Outside the home, outside their country, they’re among the world’s great travelers, and the fact that so many come back to Amsterdam gives it a canny eye. The adventurous spirit of empire, that demands imagination as well as organization and greed, has been handed down, and the Dutch are pragmatic, fearless wanderers. That I’ve run across them in some of the most remote places in the world, on their slow way back to the cafés of the Leidseplein, has helped me understand the city better. Traipsing about with knapsacks and tents, speaking several languages easily, counting the pennies, curious, untiring, always somewhat unconvinced. . . for the Amsterdammer’s sense of coexistence, a marvelous welcome back home, manifests itself as skepticism abroad.

This love of travel for its own sake, so different from the American ideal—which is travel in search of something just like home, Indiana plus coconut palms—has cluttered some streets with dozens of cut-rate travel agencies. (It’s probably cheaper to fly to Asia from Amsterdam than from anywhere else in Europe.) An Amsterdammer thinks nothing of uprooting; my landlord and his girlfriend are planning to travel around the States for a year in a mobile home, in mid-life and mid-profession. In Amsterdam this isn’t unusual, and that kind of enthusiasm for flexible travel abroad makes for an open city at home.

**Activity:** Could you reproduce the part of the Amsterdam travel passage that opens with the words containing "This love of" and closes with "city at home."? The records have no connection to the passage about Amsterdam.

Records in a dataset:
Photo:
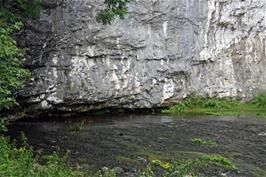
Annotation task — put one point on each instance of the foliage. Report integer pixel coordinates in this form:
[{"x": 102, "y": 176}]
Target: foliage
[
  {"x": 2, "y": 126},
  {"x": 11, "y": 73},
  {"x": 115, "y": 8},
  {"x": 260, "y": 100},
  {"x": 21, "y": 162},
  {"x": 203, "y": 142},
  {"x": 188, "y": 167},
  {"x": 194, "y": 104}
]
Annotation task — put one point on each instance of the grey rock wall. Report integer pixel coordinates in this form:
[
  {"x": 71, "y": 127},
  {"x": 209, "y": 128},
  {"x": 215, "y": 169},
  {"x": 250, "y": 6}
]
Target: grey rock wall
[{"x": 161, "y": 52}]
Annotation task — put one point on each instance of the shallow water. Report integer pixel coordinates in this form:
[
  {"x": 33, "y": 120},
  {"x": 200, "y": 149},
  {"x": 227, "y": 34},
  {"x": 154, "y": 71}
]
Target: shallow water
[{"x": 127, "y": 140}]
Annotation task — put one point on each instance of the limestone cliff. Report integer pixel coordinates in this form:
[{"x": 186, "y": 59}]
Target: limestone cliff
[{"x": 162, "y": 51}]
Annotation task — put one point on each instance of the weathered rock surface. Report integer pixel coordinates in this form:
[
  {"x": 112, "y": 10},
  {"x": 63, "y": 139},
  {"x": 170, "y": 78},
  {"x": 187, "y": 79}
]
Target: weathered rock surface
[{"x": 161, "y": 52}]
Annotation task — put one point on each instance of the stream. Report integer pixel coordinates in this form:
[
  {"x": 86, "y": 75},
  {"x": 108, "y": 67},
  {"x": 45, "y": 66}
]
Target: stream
[{"x": 126, "y": 142}]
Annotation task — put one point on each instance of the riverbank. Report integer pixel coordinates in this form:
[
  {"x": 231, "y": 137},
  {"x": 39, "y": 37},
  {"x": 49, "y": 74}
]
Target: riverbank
[{"x": 131, "y": 144}]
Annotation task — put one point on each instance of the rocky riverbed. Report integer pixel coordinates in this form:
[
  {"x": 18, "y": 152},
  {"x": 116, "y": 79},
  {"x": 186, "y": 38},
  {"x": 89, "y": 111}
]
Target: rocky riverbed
[{"x": 127, "y": 143}]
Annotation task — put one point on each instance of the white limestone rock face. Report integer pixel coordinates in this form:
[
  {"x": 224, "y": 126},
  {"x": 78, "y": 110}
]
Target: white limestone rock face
[{"x": 161, "y": 52}]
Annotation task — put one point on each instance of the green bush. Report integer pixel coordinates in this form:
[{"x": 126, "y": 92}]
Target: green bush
[{"x": 260, "y": 100}]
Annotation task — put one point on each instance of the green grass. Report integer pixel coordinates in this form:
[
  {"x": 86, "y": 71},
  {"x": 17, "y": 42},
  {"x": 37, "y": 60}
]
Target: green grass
[
  {"x": 220, "y": 106},
  {"x": 189, "y": 167}
]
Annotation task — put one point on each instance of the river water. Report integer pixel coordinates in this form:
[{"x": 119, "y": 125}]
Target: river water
[{"x": 128, "y": 141}]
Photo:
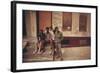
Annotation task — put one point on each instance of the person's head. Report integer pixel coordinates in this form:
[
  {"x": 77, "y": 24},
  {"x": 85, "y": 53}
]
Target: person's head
[
  {"x": 47, "y": 29},
  {"x": 50, "y": 28},
  {"x": 41, "y": 31},
  {"x": 56, "y": 29}
]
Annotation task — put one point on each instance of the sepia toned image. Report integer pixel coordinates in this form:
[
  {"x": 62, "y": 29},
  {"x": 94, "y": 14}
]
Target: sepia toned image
[
  {"x": 55, "y": 36},
  {"x": 48, "y": 36}
]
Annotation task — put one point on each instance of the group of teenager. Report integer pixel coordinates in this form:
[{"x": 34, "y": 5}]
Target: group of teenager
[{"x": 50, "y": 37}]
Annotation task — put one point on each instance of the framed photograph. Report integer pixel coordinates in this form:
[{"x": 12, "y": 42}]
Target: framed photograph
[{"x": 48, "y": 36}]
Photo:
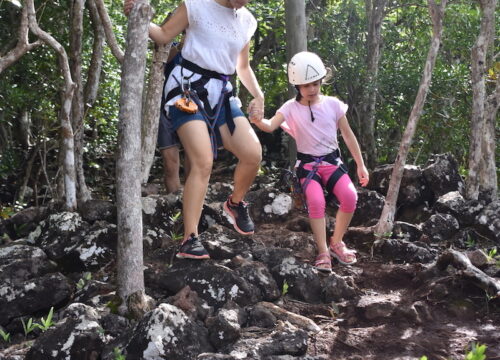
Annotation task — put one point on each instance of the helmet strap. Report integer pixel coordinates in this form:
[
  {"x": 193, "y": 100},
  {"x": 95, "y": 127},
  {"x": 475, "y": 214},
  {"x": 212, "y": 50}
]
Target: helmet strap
[{"x": 310, "y": 110}]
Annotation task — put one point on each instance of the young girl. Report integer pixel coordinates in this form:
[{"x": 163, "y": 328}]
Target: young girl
[{"x": 312, "y": 119}]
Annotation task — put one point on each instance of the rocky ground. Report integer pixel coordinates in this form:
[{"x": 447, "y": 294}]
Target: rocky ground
[{"x": 430, "y": 288}]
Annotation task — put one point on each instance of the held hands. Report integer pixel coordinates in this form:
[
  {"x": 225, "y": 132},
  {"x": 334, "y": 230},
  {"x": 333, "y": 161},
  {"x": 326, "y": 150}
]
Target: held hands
[
  {"x": 127, "y": 6},
  {"x": 256, "y": 110},
  {"x": 363, "y": 175}
]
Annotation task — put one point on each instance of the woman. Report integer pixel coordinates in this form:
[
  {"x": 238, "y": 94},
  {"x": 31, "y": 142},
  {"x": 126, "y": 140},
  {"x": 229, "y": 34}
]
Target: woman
[{"x": 216, "y": 45}]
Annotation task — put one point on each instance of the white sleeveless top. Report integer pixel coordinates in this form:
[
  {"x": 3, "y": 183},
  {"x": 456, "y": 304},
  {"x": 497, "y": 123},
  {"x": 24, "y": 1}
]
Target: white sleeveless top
[{"x": 214, "y": 39}]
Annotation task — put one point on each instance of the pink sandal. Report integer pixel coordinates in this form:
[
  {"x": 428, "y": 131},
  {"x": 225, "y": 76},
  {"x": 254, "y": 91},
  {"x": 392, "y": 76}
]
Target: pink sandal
[
  {"x": 323, "y": 262},
  {"x": 343, "y": 254}
]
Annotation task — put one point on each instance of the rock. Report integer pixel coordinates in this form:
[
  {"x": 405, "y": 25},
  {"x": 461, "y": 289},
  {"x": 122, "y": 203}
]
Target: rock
[
  {"x": 369, "y": 208},
  {"x": 167, "y": 333},
  {"x": 488, "y": 220},
  {"x": 454, "y": 204},
  {"x": 440, "y": 227},
  {"x": 77, "y": 337}
]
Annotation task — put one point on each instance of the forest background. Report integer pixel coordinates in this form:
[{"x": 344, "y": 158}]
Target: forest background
[{"x": 31, "y": 87}]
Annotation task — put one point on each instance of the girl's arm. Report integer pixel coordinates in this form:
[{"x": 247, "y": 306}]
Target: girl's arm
[
  {"x": 269, "y": 125},
  {"x": 353, "y": 146},
  {"x": 165, "y": 33},
  {"x": 248, "y": 79}
]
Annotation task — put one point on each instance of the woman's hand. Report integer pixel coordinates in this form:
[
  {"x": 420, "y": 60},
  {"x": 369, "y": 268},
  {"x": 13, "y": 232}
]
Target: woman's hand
[
  {"x": 127, "y": 6},
  {"x": 363, "y": 175},
  {"x": 256, "y": 110}
]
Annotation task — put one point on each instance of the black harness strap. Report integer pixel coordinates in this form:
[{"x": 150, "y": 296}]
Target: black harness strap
[
  {"x": 333, "y": 158},
  {"x": 201, "y": 91}
]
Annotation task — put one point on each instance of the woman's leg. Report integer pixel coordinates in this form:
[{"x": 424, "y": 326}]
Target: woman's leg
[
  {"x": 245, "y": 145},
  {"x": 196, "y": 142},
  {"x": 171, "y": 179}
]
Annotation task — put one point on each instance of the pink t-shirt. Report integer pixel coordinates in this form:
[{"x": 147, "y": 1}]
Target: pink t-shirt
[{"x": 316, "y": 138}]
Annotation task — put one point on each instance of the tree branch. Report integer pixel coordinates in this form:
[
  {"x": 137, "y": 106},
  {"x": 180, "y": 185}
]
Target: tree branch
[{"x": 23, "y": 44}]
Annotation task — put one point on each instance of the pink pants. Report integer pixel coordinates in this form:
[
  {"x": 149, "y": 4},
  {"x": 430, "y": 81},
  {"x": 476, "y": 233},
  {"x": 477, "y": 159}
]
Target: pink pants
[{"x": 344, "y": 190}]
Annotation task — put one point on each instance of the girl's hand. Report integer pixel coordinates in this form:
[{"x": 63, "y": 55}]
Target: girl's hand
[
  {"x": 256, "y": 110},
  {"x": 363, "y": 175},
  {"x": 127, "y": 6}
]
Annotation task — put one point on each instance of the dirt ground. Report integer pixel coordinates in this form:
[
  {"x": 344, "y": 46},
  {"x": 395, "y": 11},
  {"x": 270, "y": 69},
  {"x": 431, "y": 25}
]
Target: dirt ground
[{"x": 379, "y": 324}]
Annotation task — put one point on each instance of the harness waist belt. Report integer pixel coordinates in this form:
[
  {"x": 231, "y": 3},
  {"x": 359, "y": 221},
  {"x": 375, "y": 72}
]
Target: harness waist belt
[
  {"x": 331, "y": 157},
  {"x": 204, "y": 72}
]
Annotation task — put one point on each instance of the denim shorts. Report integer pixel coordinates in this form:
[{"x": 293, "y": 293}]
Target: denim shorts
[{"x": 167, "y": 136}]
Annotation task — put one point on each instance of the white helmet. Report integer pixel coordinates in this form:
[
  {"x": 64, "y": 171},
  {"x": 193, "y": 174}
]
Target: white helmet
[{"x": 305, "y": 67}]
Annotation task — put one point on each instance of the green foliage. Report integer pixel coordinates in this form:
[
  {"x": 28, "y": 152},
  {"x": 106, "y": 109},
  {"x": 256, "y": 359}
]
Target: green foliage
[
  {"x": 5, "y": 335},
  {"x": 46, "y": 323},
  {"x": 476, "y": 353},
  {"x": 117, "y": 353},
  {"x": 284, "y": 290},
  {"x": 28, "y": 327},
  {"x": 84, "y": 280}
]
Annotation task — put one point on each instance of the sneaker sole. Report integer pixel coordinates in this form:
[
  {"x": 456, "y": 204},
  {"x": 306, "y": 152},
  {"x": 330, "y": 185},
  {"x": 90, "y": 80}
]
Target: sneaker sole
[
  {"x": 228, "y": 212},
  {"x": 340, "y": 261},
  {"x": 191, "y": 256}
]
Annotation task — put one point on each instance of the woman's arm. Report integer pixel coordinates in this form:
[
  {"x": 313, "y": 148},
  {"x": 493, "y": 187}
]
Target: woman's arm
[
  {"x": 248, "y": 79},
  {"x": 269, "y": 125},
  {"x": 353, "y": 146},
  {"x": 165, "y": 33}
]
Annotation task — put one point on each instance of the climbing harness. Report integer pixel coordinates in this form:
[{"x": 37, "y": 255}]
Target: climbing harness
[
  {"x": 195, "y": 94},
  {"x": 332, "y": 158},
  {"x": 298, "y": 196}
]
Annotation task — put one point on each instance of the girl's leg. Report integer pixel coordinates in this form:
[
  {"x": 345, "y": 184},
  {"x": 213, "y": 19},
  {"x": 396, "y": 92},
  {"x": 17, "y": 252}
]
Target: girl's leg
[
  {"x": 346, "y": 194},
  {"x": 316, "y": 206},
  {"x": 318, "y": 227},
  {"x": 196, "y": 142},
  {"x": 245, "y": 145}
]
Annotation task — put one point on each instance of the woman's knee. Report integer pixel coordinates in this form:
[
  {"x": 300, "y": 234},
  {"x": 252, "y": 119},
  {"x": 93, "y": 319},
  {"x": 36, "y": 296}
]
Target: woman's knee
[
  {"x": 202, "y": 167},
  {"x": 252, "y": 156}
]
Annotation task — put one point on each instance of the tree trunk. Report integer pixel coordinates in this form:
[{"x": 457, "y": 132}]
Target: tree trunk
[
  {"x": 386, "y": 221},
  {"x": 151, "y": 112},
  {"x": 375, "y": 10},
  {"x": 67, "y": 144},
  {"x": 77, "y": 118},
  {"x": 478, "y": 120},
  {"x": 108, "y": 30},
  {"x": 95, "y": 67},
  {"x": 488, "y": 185},
  {"x": 296, "y": 41},
  {"x": 130, "y": 271}
]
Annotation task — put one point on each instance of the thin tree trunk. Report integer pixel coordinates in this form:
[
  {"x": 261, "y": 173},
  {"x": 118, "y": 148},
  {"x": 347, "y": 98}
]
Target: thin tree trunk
[
  {"x": 67, "y": 144},
  {"x": 108, "y": 30},
  {"x": 375, "y": 10},
  {"x": 130, "y": 270},
  {"x": 488, "y": 185},
  {"x": 151, "y": 112},
  {"x": 386, "y": 221},
  {"x": 296, "y": 41},
  {"x": 479, "y": 71},
  {"x": 77, "y": 120},
  {"x": 95, "y": 67},
  {"x": 23, "y": 44}
]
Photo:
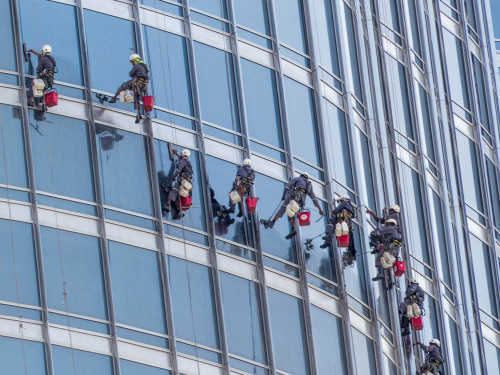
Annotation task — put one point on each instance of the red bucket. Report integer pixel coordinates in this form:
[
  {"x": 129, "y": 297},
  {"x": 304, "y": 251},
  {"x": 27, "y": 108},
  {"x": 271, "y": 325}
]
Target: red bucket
[
  {"x": 398, "y": 268},
  {"x": 251, "y": 204},
  {"x": 416, "y": 323},
  {"x": 51, "y": 99},
  {"x": 343, "y": 240},
  {"x": 186, "y": 202},
  {"x": 148, "y": 102},
  {"x": 304, "y": 218}
]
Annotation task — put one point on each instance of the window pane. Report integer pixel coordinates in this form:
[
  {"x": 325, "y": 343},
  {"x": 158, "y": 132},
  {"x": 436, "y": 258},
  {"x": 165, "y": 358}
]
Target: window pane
[
  {"x": 138, "y": 300},
  {"x": 18, "y": 273},
  {"x": 71, "y": 361},
  {"x": 166, "y": 55},
  {"x": 288, "y": 332},
  {"x": 124, "y": 169},
  {"x": 72, "y": 264},
  {"x": 108, "y": 57},
  {"x": 12, "y": 147},
  {"x": 193, "y": 302},
  {"x": 43, "y": 26},
  {"x": 61, "y": 155}
]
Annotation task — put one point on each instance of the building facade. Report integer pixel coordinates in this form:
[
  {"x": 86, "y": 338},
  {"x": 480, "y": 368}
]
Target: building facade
[{"x": 388, "y": 101}]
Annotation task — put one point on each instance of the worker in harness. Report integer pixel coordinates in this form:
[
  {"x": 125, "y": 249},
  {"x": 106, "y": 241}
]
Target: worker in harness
[
  {"x": 45, "y": 70},
  {"x": 344, "y": 212},
  {"x": 433, "y": 358},
  {"x": 394, "y": 211},
  {"x": 182, "y": 186},
  {"x": 391, "y": 236},
  {"x": 414, "y": 299},
  {"x": 139, "y": 81},
  {"x": 294, "y": 198}
]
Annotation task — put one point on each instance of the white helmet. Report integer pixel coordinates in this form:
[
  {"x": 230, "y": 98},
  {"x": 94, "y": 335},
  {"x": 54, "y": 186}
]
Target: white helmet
[
  {"x": 395, "y": 208},
  {"x": 435, "y": 342}
]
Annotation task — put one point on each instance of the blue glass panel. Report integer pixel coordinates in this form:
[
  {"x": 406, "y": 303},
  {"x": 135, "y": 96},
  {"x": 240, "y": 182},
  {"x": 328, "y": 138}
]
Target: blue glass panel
[
  {"x": 328, "y": 343},
  {"x": 216, "y": 86},
  {"x": 22, "y": 356},
  {"x": 41, "y": 23},
  {"x": 290, "y": 22},
  {"x": 124, "y": 169},
  {"x": 166, "y": 55},
  {"x": 109, "y": 61},
  {"x": 72, "y": 361},
  {"x": 18, "y": 275},
  {"x": 193, "y": 302},
  {"x": 244, "y": 330},
  {"x": 12, "y": 159},
  {"x": 61, "y": 156},
  {"x": 288, "y": 332},
  {"x": 301, "y": 121},
  {"x": 261, "y": 101},
  {"x": 138, "y": 300},
  {"x": 73, "y": 273}
]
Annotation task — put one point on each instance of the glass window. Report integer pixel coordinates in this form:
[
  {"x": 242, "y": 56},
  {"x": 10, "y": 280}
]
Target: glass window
[
  {"x": 41, "y": 23},
  {"x": 72, "y": 361},
  {"x": 108, "y": 57},
  {"x": 124, "y": 169},
  {"x": 243, "y": 318},
  {"x": 18, "y": 273},
  {"x": 261, "y": 101},
  {"x": 12, "y": 159},
  {"x": 216, "y": 86},
  {"x": 166, "y": 55},
  {"x": 138, "y": 300},
  {"x": 8, "y": 59},
  {"x": 301, "y": 121},
  {"x": 22, "y": 356},
  {"x": 191, "y": 288},
  {"x": 73, "y": 273},
  {"x": 61, "y": 156},
  {"x": 288, "y": 332},
  {"x": 328, "y": 343}
]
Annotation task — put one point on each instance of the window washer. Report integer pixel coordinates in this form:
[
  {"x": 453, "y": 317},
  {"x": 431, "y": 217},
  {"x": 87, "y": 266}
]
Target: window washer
[
  {"x": 242, "y": 185},
  {"x": 433, "y": 358},
  {"x": 182, "y": 182},
  {"x": 394, "y": 211},
  {"x": 390, "y": 234},
  {"x": 414, "y": 299},
  {"x": 45, "y": 70},
  {"x": 343, "y": 212},
  {"x": 294, "y": 197},
  {"x": 139, "y": 81}
]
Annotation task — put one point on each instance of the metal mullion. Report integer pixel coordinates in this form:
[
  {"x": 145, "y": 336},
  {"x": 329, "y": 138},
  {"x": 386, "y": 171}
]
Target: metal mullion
[
  {"x": 158, "y": 219},
  {"x": 205, "y": 181},
  {"x": 32, "y": 186}
]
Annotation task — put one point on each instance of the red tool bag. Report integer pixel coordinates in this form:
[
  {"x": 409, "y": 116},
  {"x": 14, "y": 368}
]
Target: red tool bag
[
  {"x": 416, "y": 323},
  {"x": 148, "y": 102},
  {"x": 251, "y": 204},
  {"x": 398, "y": 268},
  {"x": 51, "y": 99},
  {"x": 304, "y": 218},
  {"x": 186, "y": 202}
]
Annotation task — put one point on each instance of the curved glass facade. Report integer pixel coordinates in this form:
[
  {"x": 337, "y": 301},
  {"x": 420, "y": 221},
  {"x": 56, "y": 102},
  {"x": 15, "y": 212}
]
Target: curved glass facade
[{"x": 388, "y": 101}]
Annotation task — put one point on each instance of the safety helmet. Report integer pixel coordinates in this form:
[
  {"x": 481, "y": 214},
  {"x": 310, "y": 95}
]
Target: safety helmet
[
  {"x": 395, "y": 208},
  {"x": 436, "y": 342}
]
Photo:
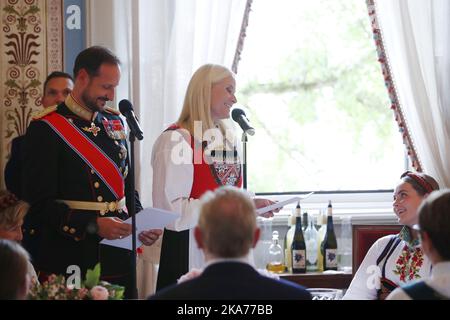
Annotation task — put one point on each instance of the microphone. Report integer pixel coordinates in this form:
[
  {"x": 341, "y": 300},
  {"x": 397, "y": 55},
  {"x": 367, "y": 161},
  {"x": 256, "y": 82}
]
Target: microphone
[
  {"x": 239, "y": 116},
  {"x": 126, "y": 108}
]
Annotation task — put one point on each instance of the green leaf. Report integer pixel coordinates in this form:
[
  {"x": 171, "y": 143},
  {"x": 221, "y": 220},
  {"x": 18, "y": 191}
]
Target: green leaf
[{"x": 92, "y": 277}]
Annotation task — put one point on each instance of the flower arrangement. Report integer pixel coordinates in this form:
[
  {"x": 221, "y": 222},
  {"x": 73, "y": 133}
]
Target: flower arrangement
[{"x": 56, "y": 288}]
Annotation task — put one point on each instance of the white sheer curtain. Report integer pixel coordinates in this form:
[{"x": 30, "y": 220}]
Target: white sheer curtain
[
  {"x": 161, "y": 43},
  {"x": 416, "y": 36}
]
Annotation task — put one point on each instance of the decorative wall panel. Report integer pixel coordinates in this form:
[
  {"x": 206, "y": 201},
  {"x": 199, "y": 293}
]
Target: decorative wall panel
[{"x": 31, "y": 46}]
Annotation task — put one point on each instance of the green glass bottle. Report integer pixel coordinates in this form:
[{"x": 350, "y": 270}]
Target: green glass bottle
[
  {"x": 298, "y": 247},
  {"x": 329, "y": 244}
]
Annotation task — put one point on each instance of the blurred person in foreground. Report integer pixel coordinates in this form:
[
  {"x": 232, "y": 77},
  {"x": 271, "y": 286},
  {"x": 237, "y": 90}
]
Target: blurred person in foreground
[
  {"x": 226, "y": 232},
  {"x": 434, "y": 230}
]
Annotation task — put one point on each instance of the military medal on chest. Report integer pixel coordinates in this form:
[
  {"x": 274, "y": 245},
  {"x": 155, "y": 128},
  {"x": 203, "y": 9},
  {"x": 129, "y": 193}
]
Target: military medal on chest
[{"x": 114, "y": 129}]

**Answer to this exercise:**
This love of travel for its own sake, so different from the American ideal—which is travel in search of something just like home, Indiana plus coconut palms—has cluttered some streets with dozens of cut-rate travel agencies. (It’s probably cheaper to fly to Asia from Amsterdam than from anywhere else in Europe.) An Amsterdammer thinks nothing of uprooting; my landlord and his girlfriend are planning to travel around the States for a year in a mobile home, in mid-life and mid-profession. In Amsterdam this isn’t unusual, and that kind of enthusiasm for flexible travel abroad makes for an open city at home.